Saved entries

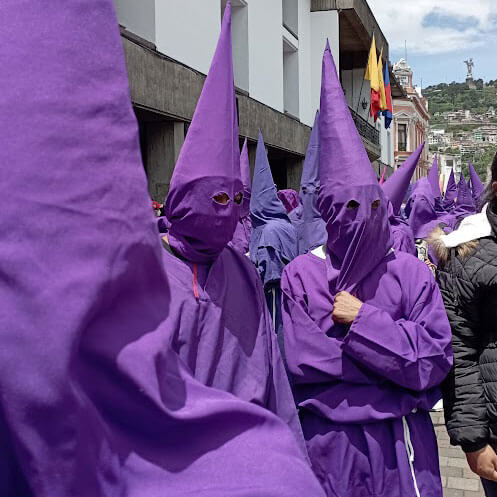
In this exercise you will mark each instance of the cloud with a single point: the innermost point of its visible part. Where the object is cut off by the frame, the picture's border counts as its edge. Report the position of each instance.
(431, 27)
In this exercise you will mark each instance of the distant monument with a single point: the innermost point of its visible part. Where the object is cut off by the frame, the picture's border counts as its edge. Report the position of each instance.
(469, 78)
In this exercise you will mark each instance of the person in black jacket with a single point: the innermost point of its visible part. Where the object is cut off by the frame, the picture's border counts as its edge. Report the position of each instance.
(467, 275)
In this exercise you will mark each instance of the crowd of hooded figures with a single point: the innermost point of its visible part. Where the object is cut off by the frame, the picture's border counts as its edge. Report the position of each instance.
(260, 343)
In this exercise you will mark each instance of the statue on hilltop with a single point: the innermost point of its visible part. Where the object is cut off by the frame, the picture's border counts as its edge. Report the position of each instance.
(469, 78)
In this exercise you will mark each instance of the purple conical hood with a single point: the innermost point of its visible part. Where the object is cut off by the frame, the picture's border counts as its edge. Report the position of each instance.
(247, 183)
(310, 173)
(271, 226)
(450, 192)
(312, 229)
(477, 185)
(395, 188)
(465, 205)
(264, 203)
(208, 165)
(434, 179)
(420, 209)
(343, 160)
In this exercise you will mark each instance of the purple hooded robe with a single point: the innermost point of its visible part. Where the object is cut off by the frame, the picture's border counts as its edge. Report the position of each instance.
(312, 230)
(434, 180)
(241, 238)
(395, 189)
(477, 187)
(94, 401)
(450, 193)
(465, 204)
(223, 330)
(364, 390)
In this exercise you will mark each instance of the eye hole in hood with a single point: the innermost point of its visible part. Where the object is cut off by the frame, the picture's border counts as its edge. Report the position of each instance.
(221, 198)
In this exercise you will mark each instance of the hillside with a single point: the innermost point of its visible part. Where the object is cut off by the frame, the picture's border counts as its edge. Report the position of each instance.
(456, 96)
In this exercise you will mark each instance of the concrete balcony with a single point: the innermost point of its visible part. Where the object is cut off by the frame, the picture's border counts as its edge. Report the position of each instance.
(369, 134)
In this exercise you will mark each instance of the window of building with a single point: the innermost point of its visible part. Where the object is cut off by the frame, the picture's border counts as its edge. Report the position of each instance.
(291, 16)
(402, 137)
(290, 78)
(239, 33)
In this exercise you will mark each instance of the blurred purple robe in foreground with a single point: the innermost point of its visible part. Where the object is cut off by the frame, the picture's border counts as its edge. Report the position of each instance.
(94, 401)
(365, 391)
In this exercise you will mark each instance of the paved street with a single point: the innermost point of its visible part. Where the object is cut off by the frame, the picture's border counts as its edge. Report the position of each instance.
(457, 479)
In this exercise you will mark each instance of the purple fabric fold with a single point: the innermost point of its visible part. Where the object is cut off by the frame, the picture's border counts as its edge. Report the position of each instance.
(100, 405)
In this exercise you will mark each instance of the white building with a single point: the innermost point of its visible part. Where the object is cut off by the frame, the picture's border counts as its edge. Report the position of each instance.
(277, 51)
(447, 162)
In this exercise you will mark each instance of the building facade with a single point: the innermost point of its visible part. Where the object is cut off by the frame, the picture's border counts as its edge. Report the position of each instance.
(277, 52)
(411, 120)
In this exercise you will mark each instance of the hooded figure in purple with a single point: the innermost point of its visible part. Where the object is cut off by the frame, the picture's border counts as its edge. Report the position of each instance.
(312, 230)
(273, 243)
(450, 192)
(465, 204)
(477, 187)
(434, 180)
(395, 189)
(95, 403)
(223, 331)
(289, 198)
(366, 333)
(241, 238)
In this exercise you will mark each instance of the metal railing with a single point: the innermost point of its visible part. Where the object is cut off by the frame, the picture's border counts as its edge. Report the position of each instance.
(365, 129)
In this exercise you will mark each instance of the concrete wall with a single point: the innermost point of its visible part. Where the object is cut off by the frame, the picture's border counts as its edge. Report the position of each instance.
(291, 93)
(239, 21)
(386, 141)
(266, 52)
(323, 25)
(291, 15)
(137, 17)
(187, 30)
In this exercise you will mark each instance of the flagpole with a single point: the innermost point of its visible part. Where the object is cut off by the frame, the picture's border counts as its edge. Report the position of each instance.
(362, 84)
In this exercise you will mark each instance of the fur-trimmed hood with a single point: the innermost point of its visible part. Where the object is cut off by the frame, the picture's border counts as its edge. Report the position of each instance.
(442, 252)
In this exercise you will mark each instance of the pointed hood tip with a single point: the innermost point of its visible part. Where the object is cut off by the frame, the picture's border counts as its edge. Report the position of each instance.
(264, 203)
(310, 171)
(343, 158)
(396, 187)
(215, 115)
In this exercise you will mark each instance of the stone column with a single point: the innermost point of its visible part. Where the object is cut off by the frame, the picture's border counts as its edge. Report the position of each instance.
(252, 149)
(164, 140)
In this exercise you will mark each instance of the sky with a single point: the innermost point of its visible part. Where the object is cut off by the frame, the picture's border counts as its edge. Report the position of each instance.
(440, 36)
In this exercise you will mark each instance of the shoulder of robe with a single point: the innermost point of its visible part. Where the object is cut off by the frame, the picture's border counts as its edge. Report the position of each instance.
(244, 262)
(408, 264)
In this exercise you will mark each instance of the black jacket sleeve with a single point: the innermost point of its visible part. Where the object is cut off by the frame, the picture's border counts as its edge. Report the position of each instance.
(463, 391)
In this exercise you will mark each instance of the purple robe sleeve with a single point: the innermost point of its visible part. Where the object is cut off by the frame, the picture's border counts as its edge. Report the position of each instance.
(403, 241)
(414, 352)
(311, 355)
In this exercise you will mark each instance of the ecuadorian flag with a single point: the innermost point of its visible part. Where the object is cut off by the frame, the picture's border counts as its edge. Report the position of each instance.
(372, 76)
(388, 112)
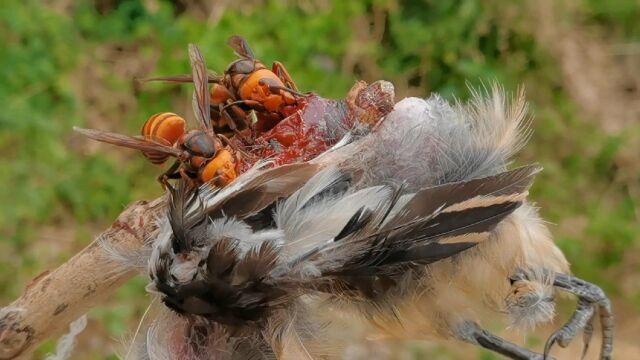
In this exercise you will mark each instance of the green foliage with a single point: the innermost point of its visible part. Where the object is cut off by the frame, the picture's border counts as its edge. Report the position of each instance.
(53, 57)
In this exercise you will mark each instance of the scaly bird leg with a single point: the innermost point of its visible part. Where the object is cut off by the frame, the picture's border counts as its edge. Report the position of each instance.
(472, 333)
(591, 300)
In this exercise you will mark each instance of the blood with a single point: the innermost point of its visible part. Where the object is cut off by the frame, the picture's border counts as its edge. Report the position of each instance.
(310, 128)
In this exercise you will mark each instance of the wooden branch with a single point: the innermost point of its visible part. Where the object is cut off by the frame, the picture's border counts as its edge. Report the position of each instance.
(54, 299)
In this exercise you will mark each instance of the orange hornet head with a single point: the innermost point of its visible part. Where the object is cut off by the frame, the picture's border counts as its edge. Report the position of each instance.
(257, 86)
(221, 170)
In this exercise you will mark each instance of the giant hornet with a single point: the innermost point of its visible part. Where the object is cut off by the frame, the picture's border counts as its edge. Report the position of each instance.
(305, 126)
(248, 95)
(200, 154)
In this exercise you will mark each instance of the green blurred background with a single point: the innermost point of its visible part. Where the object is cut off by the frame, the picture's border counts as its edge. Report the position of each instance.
(66, 63)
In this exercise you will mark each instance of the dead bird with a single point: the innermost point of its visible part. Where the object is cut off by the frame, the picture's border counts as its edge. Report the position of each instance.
(419, 227)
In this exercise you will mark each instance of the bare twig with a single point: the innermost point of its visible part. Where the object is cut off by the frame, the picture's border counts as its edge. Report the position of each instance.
(54, 299)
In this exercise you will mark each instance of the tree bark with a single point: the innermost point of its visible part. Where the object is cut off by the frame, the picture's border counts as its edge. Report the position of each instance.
(55, 298)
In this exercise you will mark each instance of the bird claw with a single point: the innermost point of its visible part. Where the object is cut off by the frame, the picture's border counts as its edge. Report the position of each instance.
(591, 301)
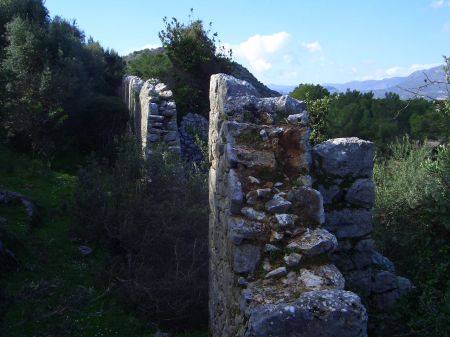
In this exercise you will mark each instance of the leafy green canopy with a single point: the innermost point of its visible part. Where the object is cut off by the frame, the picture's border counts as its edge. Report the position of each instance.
(193, 53)
(49, 73)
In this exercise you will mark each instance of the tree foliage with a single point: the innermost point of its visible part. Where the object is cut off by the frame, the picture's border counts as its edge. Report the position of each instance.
(152, 216)
(413, 229)
(195, 57)
(49, 73)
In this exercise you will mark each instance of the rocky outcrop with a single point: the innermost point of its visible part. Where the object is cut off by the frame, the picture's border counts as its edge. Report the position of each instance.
(343, 170)
(153, 114)
(270, 267)
(193, 134)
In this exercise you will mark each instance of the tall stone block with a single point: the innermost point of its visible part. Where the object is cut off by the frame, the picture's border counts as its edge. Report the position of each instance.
(270, 267)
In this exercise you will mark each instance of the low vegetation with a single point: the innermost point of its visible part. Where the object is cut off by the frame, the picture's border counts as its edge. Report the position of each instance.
(151, 217)
(413, 229)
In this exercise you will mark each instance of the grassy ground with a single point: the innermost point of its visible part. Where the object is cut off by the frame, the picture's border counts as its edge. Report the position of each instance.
(56, 291)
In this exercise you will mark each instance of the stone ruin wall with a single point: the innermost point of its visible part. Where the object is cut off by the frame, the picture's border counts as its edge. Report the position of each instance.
(283, 215)
(153, 114)
(270, 268)
(343, 170)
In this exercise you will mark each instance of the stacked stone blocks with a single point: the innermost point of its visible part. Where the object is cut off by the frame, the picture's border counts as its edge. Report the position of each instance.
(153, 114)
(270, 269)
(343, 170)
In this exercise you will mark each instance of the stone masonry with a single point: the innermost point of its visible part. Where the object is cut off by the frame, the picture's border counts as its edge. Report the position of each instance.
(271, 272)
(343, 171)
(153, 114)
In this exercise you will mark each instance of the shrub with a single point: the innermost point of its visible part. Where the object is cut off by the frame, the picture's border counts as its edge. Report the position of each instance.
(413, 213)
(153, 216)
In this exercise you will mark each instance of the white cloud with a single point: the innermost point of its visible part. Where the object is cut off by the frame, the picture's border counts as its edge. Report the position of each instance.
(277, 58)
(312, 47)
(440, 4)
(397, 71)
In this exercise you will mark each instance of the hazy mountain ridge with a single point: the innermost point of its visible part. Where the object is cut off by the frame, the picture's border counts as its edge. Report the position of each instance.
(405, 87)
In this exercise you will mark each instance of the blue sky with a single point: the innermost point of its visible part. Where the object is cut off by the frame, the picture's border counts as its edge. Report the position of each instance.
(286, 42)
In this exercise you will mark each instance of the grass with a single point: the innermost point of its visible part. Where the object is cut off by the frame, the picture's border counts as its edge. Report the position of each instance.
(56, 291)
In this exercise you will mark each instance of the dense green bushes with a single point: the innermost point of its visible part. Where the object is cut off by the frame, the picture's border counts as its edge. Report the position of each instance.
(413, 215)
(49, 72)
(356, 114)
(153, 217)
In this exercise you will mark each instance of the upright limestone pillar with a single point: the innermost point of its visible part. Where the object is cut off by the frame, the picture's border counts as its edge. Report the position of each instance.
(270, 267)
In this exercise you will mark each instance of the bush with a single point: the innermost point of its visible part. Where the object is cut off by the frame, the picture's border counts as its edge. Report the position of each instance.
(413, 213)
(152, 215)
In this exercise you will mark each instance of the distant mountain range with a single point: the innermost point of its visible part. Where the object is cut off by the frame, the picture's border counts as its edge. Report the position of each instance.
(406, 87)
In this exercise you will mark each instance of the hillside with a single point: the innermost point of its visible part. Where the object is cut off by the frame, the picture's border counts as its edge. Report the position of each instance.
(237, 70)
(405, 87)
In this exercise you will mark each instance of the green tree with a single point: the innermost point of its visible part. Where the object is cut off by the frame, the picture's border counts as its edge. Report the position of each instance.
(195, 57)
(309, 92)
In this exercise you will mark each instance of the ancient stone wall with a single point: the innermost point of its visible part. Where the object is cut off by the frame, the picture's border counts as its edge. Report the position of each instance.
(270, 267)
(343, 170)
(153, 114)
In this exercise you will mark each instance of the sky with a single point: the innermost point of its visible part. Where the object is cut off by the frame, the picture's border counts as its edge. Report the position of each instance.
(285, 42)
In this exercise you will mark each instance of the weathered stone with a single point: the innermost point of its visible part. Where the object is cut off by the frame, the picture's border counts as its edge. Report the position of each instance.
(154, 109)
(301, 119)
(251, 198)
(286, 220)
(269, 248)
(277, 273)
(365, 246)
(241, 230)
(382, 262)
(169, 112)
(255, 159)
(362, 259)
(160, 87)
(326, 313)
(361, 193)
(386, 301)
(304, 181)
(254, 180)
(314, 242)
(322, 277)
(278, 204)
(263, 192)
(264, 135)
(343, 261)
(308, 202)
(292, 260)
(359, 281)
(349, 223)
(235, 192)
(330, 193)
(253, 214)
(246, 258)
(235, 248)
(146, 106)
(154, 137)
(344, 157)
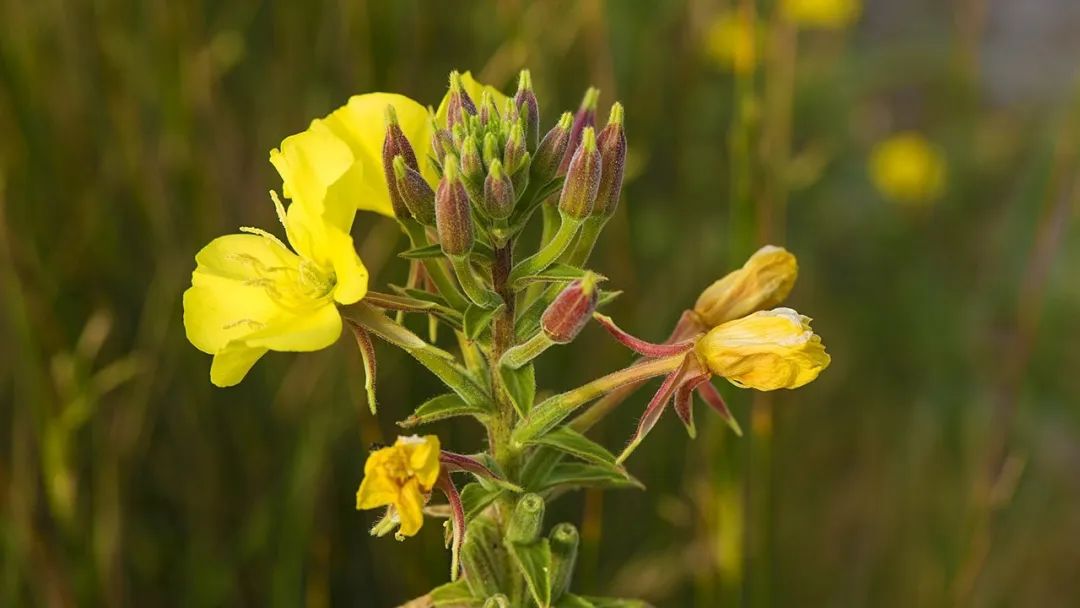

Exercise directions: Your answer should consist solely of the lines from the one with "In this exercise you will mark each instance of the weathered" through the last line of the entries, restated word for word, with the pictures omitted.

Answer to the problem:
In this exercise you will mark each instance of the weathered stone with a single point: the innermost point of its visible part. Where the object is cut off by the frame, the picture's border counts as its edge. Report the position of each instance.
(154, 109)
(301, 119)
(251, 198)
(286, 220)
(269, 248)
(277, 273)
(365, 246)
(241, 230)
(382, 262)
(169, 112)
(255, 159)
(362, 259)
(160, 87)
(326, 313)
(361, 193)
(386, 301)
(304, 181)
(254, 180)
(314, 242)
(322, 277)
(278, 204)
(263, 192)
(264, 135)
(343, 261)
(308, 202)
(292, 260)
(359, 281)
(349, 223)
(235, 192)
(330, 193)
(253, 214)
(246, 258)
(235, 248)
(146, 106)
(154, 137)
(344, 157)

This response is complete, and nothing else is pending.